PROVIDED PASSAGE —
============

Being outside of the world of work and learning institutions, I am divorced from what learners, students, teachers, and lecturers have to deal with when it comes to the lack of access to teaching and learning. My limited encounters with platforms like Zoom, Microsoft Teams and even WhatsApp group videos give me some sense of the role that distance plays. Learning encounters are not only content-based but also have to take values, attitudes and response to different personalities into account. We can be grateful that this pandemic happened when we do have access to those platforms and are not completely visually distanced.
But for maybe the majority of our population this is not a given. The pandemic has indeed highlighted the divide between the rich and the poor. For me it is even more important for us to recognise where we are in eradicating poverty, what our particular contributions towards that is to truly be able to say that we are working towards an equal society. Why have we not yet reached our targets? Why must the poor only look on to see what is possible and not be part of that possibility?
Participating in the recent Russel Botman Memorial Lecture, hosted by Stellenbosch University, I introduced the fifteen bursary recipients for 2020. During that lecture, I became so acutely aware that we are dealing with a privileged grouping in our society, with a statistic of roughly 1% of our population participating in higher education. And even there, technology and the use thereof fail us. It fails to transmit videos, the speaker cannot be heard, poor internet connection and the like. And what about the onlookers outside of these networks, without data and appropriate devices?
This informs my plea for donations to the Russel Botman Bursary Fund for more of the “outsiders” to be let into higher education – for a better future for all communities and not only some. Let this be our contribution to creating more bursary opportunities.

============

Point localization data —

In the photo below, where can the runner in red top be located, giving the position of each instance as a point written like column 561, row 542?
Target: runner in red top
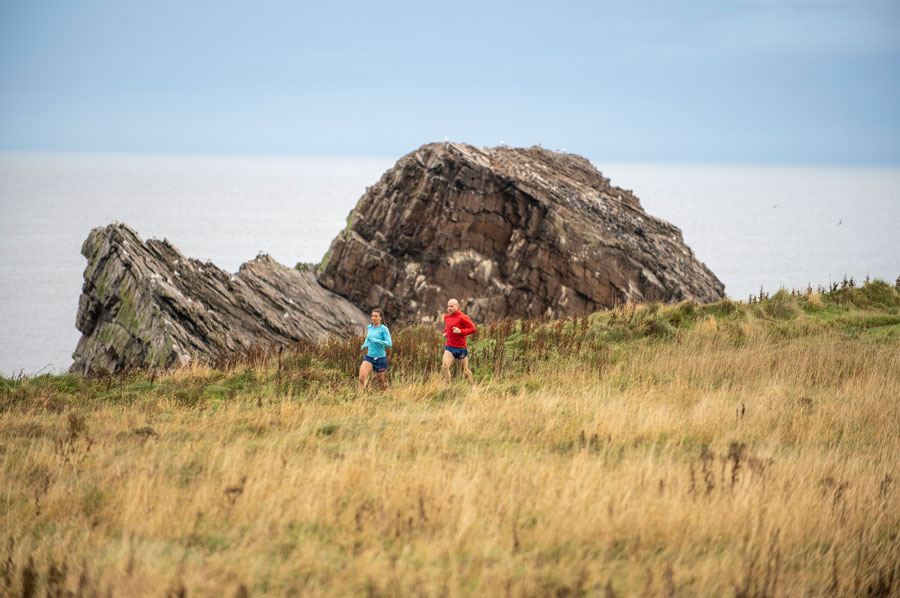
column 457, row 326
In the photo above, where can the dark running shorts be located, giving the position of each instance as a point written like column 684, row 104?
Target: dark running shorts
column 379, row 364
column 458, row 352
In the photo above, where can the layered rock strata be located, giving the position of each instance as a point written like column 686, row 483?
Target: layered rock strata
column 509, row 232
column 144, row 304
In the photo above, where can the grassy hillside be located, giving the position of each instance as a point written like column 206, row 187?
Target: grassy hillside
column 736, row 449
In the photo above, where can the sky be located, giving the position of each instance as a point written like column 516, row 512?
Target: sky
column 794, row 81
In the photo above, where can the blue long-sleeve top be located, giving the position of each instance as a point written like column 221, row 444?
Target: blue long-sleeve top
column 377, row 338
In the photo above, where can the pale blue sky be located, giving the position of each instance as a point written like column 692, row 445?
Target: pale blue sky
column 802, row 81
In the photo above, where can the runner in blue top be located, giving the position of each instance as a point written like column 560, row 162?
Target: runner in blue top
column 377, row 339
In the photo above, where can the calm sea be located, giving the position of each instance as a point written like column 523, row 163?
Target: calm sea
column 754, row 226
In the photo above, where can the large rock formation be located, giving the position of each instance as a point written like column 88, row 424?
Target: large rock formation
column 146, row 305
column 510, row 232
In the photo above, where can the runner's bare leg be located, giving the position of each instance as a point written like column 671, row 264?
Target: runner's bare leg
column 445, row 366
column 465, row 363
column 364, row 370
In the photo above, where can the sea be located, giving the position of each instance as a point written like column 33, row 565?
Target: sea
column 757, row 227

============

Extend the appeal for the Russel Botman Bursary Fund past its final sentence, picking up directly where it ends.

RESULT —
This year started with a very positive outlook on the possibilities of 2020. Early in the year, COVID-19 seemed far away in the east with no real connection to us here on the southern point of Africa. But this was not to be. Today we are in the sixth week of lockdown. The first-ever such regulations in South Africa and we are making the road by walking it. Only later in the lockdown process, after an extension, levels of lockdown were introduced.
It is this “making the path while walking” that Paulo Freire refers to. On this path, we have to learn to walk with others, walk on our own and be led in ways unknown to us. These are the days in which we have to not only learn but also relearn and unlearn our world and its challenges. Stellenbosch University must also walk this path along with its staff, students and the entire university community. Our bursary fund recipients for 2020 have to take up their bursary opportunities in much different circumstances than any of the others.
They have to learn in new and different ways, remotely and take much more responsibility for self-learning and discipline. In the spirit of Russel Botman, the bursary fund would like to encourage all interest groups to keep future generations in mind and continue to donate for the fund to continue developing the youth that needs to lead us into a new society and world.
Keep safe and healthy. Stay responsible and hopeful.